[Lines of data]
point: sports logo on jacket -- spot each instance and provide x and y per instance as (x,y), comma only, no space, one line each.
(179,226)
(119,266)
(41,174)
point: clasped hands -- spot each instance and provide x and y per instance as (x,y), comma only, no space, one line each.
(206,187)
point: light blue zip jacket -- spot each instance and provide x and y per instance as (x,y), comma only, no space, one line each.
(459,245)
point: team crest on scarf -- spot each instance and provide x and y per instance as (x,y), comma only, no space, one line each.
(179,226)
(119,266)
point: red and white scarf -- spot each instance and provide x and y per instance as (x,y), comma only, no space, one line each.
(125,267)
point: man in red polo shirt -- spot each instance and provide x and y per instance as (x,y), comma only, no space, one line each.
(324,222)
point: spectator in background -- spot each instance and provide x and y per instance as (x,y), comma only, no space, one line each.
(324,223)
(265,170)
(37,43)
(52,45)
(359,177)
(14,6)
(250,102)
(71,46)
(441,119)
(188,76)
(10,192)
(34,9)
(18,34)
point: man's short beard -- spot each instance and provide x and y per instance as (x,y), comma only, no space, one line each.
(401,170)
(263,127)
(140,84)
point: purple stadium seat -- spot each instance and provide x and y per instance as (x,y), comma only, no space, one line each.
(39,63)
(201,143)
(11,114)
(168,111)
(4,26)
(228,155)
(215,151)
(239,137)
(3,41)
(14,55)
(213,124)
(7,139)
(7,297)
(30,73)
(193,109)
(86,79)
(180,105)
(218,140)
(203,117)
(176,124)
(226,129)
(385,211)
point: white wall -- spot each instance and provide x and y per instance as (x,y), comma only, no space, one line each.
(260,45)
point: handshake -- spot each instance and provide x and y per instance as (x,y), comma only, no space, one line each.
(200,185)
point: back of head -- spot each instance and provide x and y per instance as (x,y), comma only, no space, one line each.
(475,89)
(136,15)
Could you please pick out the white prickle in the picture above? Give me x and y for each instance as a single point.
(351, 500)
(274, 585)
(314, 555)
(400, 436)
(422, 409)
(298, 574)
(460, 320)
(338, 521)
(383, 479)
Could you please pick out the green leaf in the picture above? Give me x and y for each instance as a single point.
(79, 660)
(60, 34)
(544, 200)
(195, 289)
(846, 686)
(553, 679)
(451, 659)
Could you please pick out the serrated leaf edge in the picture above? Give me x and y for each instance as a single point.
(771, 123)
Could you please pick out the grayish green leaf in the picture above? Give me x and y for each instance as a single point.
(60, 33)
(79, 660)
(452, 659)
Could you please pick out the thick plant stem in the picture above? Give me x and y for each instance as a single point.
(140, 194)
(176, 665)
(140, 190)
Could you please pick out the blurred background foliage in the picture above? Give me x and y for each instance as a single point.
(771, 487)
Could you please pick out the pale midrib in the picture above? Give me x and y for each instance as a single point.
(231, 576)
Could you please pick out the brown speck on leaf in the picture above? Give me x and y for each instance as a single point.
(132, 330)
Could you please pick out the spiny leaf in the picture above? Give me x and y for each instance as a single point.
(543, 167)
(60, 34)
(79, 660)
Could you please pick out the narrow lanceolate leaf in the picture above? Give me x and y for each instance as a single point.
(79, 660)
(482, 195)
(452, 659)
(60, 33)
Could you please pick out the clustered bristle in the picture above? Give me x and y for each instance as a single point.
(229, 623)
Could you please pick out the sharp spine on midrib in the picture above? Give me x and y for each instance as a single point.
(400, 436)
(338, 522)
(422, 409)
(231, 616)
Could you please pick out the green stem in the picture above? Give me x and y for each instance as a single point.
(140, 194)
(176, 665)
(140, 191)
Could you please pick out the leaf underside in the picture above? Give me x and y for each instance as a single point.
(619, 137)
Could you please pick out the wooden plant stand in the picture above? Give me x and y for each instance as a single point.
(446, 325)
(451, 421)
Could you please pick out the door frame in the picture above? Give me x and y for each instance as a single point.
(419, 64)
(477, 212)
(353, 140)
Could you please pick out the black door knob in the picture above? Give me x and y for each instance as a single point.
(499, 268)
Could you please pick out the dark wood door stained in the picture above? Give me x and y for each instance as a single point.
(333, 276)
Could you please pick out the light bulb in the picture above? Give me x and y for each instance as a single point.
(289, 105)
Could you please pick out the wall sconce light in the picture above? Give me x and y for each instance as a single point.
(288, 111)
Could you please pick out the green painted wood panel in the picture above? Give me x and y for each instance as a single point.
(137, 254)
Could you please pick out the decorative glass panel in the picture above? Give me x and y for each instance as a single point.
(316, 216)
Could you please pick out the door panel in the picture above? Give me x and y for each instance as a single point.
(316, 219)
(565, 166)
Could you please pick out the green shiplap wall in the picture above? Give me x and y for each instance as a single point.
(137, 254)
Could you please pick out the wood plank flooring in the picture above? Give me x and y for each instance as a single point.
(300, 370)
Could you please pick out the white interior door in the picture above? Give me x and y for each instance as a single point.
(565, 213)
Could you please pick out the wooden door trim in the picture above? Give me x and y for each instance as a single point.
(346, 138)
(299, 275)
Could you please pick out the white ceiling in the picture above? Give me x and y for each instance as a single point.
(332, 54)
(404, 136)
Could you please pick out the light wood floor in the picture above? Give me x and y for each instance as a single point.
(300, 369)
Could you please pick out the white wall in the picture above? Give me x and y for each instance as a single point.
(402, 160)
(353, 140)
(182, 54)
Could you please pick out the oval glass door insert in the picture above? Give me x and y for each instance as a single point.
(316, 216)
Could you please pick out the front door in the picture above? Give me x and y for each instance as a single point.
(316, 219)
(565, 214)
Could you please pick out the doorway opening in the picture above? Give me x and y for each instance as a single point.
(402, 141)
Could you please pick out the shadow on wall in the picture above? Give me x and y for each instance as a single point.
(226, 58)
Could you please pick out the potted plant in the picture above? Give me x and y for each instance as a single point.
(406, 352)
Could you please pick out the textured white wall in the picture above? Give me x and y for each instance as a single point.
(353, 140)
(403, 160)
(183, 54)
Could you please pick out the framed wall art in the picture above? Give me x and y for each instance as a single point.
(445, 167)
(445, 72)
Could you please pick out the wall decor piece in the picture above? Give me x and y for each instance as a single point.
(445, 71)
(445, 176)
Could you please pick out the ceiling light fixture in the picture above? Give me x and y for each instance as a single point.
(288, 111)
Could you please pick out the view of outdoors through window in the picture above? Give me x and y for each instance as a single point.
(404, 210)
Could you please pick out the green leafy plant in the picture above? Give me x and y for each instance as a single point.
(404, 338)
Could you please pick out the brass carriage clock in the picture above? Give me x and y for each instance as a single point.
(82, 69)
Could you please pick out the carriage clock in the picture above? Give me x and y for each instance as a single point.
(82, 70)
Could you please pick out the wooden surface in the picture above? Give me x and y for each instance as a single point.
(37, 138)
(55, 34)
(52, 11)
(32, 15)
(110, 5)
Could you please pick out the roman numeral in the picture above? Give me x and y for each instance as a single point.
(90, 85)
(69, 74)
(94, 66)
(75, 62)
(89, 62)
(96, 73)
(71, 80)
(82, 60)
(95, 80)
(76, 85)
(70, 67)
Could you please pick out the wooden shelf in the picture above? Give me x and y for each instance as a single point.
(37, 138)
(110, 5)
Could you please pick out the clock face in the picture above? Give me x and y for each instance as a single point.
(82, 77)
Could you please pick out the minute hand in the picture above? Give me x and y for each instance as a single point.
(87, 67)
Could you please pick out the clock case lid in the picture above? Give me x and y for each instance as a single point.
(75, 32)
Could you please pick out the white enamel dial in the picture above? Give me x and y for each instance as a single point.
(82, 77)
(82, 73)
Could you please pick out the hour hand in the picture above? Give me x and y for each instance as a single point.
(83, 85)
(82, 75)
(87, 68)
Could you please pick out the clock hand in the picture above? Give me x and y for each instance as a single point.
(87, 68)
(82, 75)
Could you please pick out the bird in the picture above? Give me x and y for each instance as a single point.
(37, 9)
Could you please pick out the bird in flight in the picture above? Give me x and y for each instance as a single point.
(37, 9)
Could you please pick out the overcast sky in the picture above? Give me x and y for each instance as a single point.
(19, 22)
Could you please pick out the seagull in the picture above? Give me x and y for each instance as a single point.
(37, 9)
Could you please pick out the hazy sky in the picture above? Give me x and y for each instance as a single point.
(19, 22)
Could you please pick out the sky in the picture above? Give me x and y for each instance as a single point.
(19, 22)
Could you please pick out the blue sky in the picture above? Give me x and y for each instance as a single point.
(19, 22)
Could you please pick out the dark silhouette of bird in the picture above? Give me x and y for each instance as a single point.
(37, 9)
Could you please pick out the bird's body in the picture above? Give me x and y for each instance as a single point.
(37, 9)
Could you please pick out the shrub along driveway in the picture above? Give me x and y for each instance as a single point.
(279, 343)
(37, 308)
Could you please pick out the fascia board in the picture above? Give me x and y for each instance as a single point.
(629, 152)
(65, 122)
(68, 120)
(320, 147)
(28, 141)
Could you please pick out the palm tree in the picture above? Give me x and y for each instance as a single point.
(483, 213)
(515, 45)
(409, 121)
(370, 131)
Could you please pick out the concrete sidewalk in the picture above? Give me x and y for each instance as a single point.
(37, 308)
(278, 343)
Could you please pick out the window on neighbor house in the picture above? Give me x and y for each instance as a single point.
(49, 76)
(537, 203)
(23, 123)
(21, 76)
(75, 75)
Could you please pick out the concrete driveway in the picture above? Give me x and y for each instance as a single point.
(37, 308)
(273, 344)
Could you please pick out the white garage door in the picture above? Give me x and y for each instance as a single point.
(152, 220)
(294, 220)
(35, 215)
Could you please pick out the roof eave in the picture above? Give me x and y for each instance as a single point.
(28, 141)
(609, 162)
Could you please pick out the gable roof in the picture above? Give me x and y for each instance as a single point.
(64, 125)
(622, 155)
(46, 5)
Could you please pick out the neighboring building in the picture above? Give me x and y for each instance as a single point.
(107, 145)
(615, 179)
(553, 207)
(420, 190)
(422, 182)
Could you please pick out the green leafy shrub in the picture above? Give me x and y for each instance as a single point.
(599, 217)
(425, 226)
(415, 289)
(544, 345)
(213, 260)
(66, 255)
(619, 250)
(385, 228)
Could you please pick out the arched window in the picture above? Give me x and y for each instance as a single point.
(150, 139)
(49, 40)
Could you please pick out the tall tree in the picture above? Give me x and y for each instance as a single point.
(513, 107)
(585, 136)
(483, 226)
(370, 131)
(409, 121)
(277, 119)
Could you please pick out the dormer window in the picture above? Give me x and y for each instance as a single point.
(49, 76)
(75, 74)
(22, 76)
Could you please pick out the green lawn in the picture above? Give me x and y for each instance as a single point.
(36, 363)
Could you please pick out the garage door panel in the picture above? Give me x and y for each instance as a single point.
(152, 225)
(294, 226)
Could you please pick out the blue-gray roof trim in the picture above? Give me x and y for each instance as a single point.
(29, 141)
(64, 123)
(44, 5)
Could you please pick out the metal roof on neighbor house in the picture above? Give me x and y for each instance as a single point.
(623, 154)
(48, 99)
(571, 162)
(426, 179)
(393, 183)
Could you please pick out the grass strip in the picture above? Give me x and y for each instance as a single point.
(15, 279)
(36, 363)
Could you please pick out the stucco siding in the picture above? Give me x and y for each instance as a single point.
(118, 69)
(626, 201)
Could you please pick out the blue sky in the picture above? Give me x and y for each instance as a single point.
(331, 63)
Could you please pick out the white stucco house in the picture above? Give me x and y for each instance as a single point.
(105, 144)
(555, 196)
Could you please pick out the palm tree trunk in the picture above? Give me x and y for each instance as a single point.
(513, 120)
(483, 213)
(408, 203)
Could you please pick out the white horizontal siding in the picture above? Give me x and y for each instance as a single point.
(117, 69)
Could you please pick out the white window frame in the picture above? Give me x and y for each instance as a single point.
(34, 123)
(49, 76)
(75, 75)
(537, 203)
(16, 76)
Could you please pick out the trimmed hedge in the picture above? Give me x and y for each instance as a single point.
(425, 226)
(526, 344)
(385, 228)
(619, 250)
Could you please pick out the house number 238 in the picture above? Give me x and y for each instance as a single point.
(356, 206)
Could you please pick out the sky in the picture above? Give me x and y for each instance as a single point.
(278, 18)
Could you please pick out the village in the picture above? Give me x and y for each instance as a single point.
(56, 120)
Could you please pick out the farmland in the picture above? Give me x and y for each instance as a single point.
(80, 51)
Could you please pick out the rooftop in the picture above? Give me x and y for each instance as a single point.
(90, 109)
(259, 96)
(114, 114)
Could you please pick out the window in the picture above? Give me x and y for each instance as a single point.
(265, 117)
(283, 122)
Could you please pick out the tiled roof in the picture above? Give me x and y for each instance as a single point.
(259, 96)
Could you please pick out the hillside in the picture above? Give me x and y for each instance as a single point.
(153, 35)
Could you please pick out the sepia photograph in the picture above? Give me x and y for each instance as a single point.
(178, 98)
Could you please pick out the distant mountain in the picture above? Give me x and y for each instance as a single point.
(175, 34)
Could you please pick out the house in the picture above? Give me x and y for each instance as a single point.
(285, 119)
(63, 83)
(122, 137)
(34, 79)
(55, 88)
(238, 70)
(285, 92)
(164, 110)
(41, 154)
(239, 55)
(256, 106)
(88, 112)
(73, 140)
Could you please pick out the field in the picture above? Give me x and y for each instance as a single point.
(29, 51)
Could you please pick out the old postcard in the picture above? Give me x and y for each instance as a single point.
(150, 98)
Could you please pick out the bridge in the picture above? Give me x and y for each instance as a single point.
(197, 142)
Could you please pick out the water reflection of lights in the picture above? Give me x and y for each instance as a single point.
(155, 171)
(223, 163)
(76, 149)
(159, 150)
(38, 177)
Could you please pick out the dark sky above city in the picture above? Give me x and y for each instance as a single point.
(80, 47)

• [GOAL]
Find "Could you please pick out the house number" in the data above, then repeat that line and all lines after it exactly, ending with the final line.

• [SOLUTION BELOW]
Could you please pick out the house number 238 in the picture above? Give me x and y for each instance as a single point.
(356, 206)
Could you please pick out the sky in the picture above? Give me x and y for each instance as a single point.
(278, 18)
Could you please pick out the village in the picture above? Give me x and y for each instance as a single point.
(56, 120)
Could you please pick out the farmland in the picture above? Give me x and y for each instance as a single point.
(80, 51)
Could you please pick out the rooftop in the picture above? Give me x and y for each instance as a single point.
(90, 109)
(259, 96)
(114, 114)
Could you please pick out the window in the picture above? Give me x and y for each instance as a single point.
(265, 117)
(283, 122)
Could you please pick out the tiled roof in the picture above? Give me x and y for each instance as a single point.
(259, 96)
Could you please pick out the hillside in the picture above? Give me x and y for each instance as a single point.
(153, 35)
Could you please pick out the sepia photograph in the picture above? Give me x and y for each instance as a single point.
(178, 98)
Could you please pick out the distant mountain in the picture above? Give me x and y for each instance as a single point.
(175, 34)
Could you please pick out the house in the picture above? Give me x and y for each instance as a single point.
(285, 119)
(63, 83)
(122, 137)
(34, 79)
(55, 88)
(238, 70)
(285, 92)
(164, 110)
(41, 154)
(239, 55)
(256, 106)
(88, 112)
(73, 140)
Could you please pick out the field in the picture above? Give me x and y for each instance as a single point.
(29, 51)
Could you please pick out the old postcard in the picture above? Give me x and y for each instance as a single point.
(150, 98)
Could you please pick out the bridge in the picture above? Give me x and y for each instance as a single point.
(197, 142)
Could you please pick out the water reflection of lights in the picture above? Give me x and y for each instance as a single point.
(155, 171)
(223, 163)
(76, 149)
(159, 150)
(38, 177)
Could you please pick out the dark sky above city in the picture above? Give me x and y for each instance as a single point.
(80, 47)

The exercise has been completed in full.